### What the exercise asks
Once you have read the records, write them out again exactly.

Dataset records: Begin

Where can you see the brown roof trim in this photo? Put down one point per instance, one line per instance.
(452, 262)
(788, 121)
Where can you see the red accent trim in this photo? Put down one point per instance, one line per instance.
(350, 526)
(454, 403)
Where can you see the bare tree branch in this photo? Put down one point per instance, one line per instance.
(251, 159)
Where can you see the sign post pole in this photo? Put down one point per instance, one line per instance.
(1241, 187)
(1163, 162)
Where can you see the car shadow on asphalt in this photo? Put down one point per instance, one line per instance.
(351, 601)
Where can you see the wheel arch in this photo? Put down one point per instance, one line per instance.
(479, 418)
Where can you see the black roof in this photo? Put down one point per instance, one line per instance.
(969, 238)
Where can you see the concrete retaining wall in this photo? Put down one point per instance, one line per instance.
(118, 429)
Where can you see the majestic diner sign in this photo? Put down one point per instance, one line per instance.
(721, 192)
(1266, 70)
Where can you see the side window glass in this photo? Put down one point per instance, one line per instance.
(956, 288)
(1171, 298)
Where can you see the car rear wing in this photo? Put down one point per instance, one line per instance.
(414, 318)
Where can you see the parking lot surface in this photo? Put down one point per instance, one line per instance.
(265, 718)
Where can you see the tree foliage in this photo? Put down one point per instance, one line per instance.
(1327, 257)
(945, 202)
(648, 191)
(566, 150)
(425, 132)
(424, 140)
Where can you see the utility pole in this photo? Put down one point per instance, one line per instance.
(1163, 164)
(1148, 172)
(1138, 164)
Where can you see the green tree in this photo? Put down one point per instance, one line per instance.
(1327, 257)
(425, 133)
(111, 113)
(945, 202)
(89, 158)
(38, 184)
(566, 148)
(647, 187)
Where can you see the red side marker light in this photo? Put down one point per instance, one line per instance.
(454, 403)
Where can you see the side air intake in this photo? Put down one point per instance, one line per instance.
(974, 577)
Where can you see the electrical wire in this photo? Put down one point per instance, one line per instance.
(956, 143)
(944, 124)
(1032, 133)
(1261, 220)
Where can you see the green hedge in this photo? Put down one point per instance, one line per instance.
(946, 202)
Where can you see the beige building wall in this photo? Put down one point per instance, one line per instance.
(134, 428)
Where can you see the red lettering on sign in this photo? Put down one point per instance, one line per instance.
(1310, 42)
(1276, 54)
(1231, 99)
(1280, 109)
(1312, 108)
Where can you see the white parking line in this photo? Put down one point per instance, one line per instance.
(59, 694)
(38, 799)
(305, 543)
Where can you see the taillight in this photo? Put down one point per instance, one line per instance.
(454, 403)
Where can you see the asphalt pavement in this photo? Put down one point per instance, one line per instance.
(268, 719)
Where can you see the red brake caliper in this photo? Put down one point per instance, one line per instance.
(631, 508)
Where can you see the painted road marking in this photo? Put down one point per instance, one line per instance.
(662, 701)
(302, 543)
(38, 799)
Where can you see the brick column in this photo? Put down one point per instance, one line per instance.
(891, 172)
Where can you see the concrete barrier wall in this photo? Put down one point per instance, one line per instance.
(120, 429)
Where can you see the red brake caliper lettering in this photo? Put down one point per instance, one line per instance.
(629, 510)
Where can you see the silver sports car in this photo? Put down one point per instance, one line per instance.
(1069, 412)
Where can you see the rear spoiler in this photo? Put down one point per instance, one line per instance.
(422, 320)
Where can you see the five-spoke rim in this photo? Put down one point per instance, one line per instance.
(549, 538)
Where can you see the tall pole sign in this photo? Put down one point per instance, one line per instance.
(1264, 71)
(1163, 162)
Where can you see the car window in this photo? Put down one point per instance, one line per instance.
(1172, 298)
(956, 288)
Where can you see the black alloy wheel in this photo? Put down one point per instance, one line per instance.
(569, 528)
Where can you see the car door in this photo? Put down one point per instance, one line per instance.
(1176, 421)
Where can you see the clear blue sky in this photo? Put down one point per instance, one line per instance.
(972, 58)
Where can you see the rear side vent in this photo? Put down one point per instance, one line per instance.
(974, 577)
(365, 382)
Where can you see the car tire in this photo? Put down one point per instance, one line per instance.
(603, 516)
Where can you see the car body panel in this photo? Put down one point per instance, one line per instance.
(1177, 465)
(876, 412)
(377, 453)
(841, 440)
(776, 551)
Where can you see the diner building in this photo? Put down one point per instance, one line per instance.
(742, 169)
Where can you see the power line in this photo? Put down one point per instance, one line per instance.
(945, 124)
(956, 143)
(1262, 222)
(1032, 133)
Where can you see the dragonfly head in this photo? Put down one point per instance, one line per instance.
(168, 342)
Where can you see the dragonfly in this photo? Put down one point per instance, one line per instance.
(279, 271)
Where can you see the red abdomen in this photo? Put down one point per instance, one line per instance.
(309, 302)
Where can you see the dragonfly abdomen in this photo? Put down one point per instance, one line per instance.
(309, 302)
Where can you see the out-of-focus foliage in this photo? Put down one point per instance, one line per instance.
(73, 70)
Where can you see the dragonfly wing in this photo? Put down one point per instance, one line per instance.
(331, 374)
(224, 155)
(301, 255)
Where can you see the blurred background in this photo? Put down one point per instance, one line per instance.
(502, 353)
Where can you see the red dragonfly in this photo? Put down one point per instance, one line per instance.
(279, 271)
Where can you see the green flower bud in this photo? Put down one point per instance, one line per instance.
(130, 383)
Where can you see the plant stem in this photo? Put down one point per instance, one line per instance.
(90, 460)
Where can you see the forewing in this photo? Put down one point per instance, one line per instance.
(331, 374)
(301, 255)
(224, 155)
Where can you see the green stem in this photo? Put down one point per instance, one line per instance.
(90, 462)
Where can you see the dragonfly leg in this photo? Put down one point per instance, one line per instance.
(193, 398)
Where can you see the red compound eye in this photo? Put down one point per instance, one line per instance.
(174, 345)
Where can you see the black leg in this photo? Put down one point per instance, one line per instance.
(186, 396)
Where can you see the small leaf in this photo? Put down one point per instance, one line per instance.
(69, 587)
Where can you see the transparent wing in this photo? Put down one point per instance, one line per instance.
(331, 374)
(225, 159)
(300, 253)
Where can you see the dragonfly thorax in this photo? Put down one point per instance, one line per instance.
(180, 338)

Dataset records: End

### Response to the task
Where can you see the brown roof trim in this photo? Put down one point per instance, one line per instance.
(452, 262)
(788, 121)
Where can you see the red accent trim in this photo? Put down one point per instance, one line per instance.
(350, 526)
(454, 403)
Where can you see the bare tree branch in this photo? Put down one point per instance, one line per instance.
(251, 159)
Where can you see the sign post pole in this photo? Put down one point per instance, one line per instance.
(1241, 187)
(1163, 162)
Where can you see the car shadow on asphalt in this photo? Put down one point per instance, one line per instance.
(351, 601)
Where can you see the wheel arch in this photo? Put down one point per instance, one line per instance.
(479, 418)
Where can you see the black roof in this photo? Put down one point per instance, one line per instance.
(969, 238)
Where can you see the concrete retaining wall in this photo? Put down one point per instance, one line per instance.
(118, 429)
Where can you see the majestic diner sign in this photo? Put down one point per instance, one line per instance.
(721, 192)
(1266, 70)
Where can you see the side window glass in this photo? Put down one point per instance, one line per instance.
(956, 288)
(1171, 298)
Where can you see the car rear wing in this photo? Put down one point per instance, one line per instance.
(414, 318)
Where can you see the parking lot surface in this photo? Put down one point per instance, one line per instance.
(265, 718)
Where can you see the tree foliage in this photo? Put down one point per instance, one line per instance.
(1327, 257)
(945, 202)
(648, 191)
(566, 150)
(425, 132)
(424, 140)
Where can you see the utility pole in this photo? Put down one point per instance, one line per instance.
(1163, 164)
(1148, 172)
(1138, 164)
Where can you see the green tree in this photo? Put down one point per instance, one line per instance.
(1327, 257)
(425, 133)
(111, 113)
(945, 202)
(89, 158)
(38, 184)
(566, 148)
(647, 187)
Where can you see the red side marker light in this photo? Put down one point per instance, one line per instance.
(454, 403)
Where can you see the side air intake in this photo? Put down one point per instance, one line per instance.
(974, 577)
Where can you see the electrical wire in this photo? Put down one point per instance, one line per instance.
(956, 143)
(944, 124)
(1032, 133)
(1261, 220)
Where can you see the green hedge in this photo? Put down one point per instance, one line per instance.
(946, 202)
Where can you see the beige building wall in this photo? Put down one point per instance, one line per instance.
(134, 428)
Where can you see the red lettering on sign in this photo? Put down one point per instance, one line per instance.
(1310, 42)
(1276, 54)
(1231, 99)
(1280, 109)
(1312, 108)
Where can you see the white parking line in this photo? Put down one point per instance, one line per instance.
(59, 694)
(38, 799)
(305, 543)
Where can you see the taillight in this photo? Put down one point per instance, one line per instance.
(454, 403)
Where can you see the asphalt pavement in this photo? Put down one point per instance, one line per instance.
(268, 719)
Where can you see the red brake caliper in this photo? Put down one point per instance, one line per instance.
(631, 508)
Where can you see the painted road marking in this photo? Put down one point per instance, one line per instance.
(662, 701)
(302, 543)
(38, 799)
Where can you see the brick column in this photo? Put down one point per instance, one line per instance.
(891, 172)
Where can you see the concrete barrier wall in this photo? Put down one point per instance, one line per instance.
(120, 429)
Where can you see the red brake caliper lettering in this photo? Put down one point per instance, one line per instance.
(629, 510)
Where can you see the silver sports car in this photo? Put down one point per instance, one line per instance.
(1069, 412)
Where can you see the rear spoiler in this photo? Put down one point per instance, one line per instance.
(422, 320)
Where can you see the five-spoke rim in this photo? Put down one point per instance, one line per instance.
(549, 538)
Where can you see the tall pole sign in this photo? Put down one point per instance, one line per instance.
(1264, 71)
(1163, 162)
Where can you see the car window in this photo? Put down one point per instance, one line per instance.
(1172, 298)
(956, 288)
Where can you see the black alloy wheel in this photo? Put down one point per instance, one line per instance.
(569, 528)
Where can you see the car door in this photo? Put down one point per instance, one line per instance.
(1176, 421)
Where can you see the clear blue sky in this photo? Put down one point per instance, one line per instance.
(972, 58)
Where can you see the rear side vent in this photo? Put down one point per instance, one line per instance.
(974, 577)
(365, 382)
Where can you see the car tire in this photo? Put down one point per instance, one line per instance.
(603, 516)
Where can you see the car body panel in this photo? Put down one point per instance, one line per instance.
(1177, 465)
(876, 412)
(377, 453)
(841, 440)
(776, 551)
Where can you see the diner building in this photo? Put down one point per instance, one line per instance.
(742, 169)
Where can you see the power line in this photo? Put down one point per instance, one line per instance.
(945, 124)
(956, 143)
(1262, 222)
(1032, 133)
Where can you see the dragonfly head in this photo? Put down one point per instance, one line per instance.
(168, 342)
Where can you see the dragonfly in this photo? Put down one point per instance, one line per instance.
(279, 271)
Where can you see the red abdomen in this photo? Put down one point per instance, one line per instance.
(309, 302)
Where can you see the dragonfly abdomen in this photo? Put down one point per instance, one line per instance.
(309, 302)
Where can you see the out-of-focus foliage in this photo? Put down one point per instance, one line per instance.
(73, 70)
Where can you see the dragonfly wing in this photo? Put down one point per instance, one line per instance.
(331, 374)
(224, 155)
(301, 255)
Where can you see the blurred background in this photo? Put down one point per instance, one line per instance.
(502, 353)
Where can you see the red dragonfly in this photo? Put down one point per instance, one line per instance.
(279, 271)
Where can you see the green flower bud in this photo? Put down one point per instance, one line per instance.
(130, 383)
Where can you see the plant stem in this photo? Put down one point per instance, one line per instance.
(90, 460)
Where can you see the forewing in this photo? Put down one point per instance, one line per instance.
(331, 374)
(301, 255)
(224, 155)
Where can you see the green stem in this photo? Put down one point per instance, one line per instance.
(90, 462)
Where can you see the dragonfly leg in this photo? Put down one point per instance, one line per instance.
(193, 398)
Where can you see the red compound eye in this photo? Put down one point per instance, one line per instance.
(174, 345)
Where can you see the black leg in this photo? Put down one point per instance, one line per instance.
(186, 396)
Where can you see the small leaf in this photo? Put down one point per instance, one line per instance.
(69, 587)
Where can you see the transparent wing in this photo? Put down one point per instance, one line per instance.
(331, 374)
(225, 159)
(300, 253)
Where can you see the dragonfly thorax in this photo? Put down one point per instance, one line per instance.
(180, 338)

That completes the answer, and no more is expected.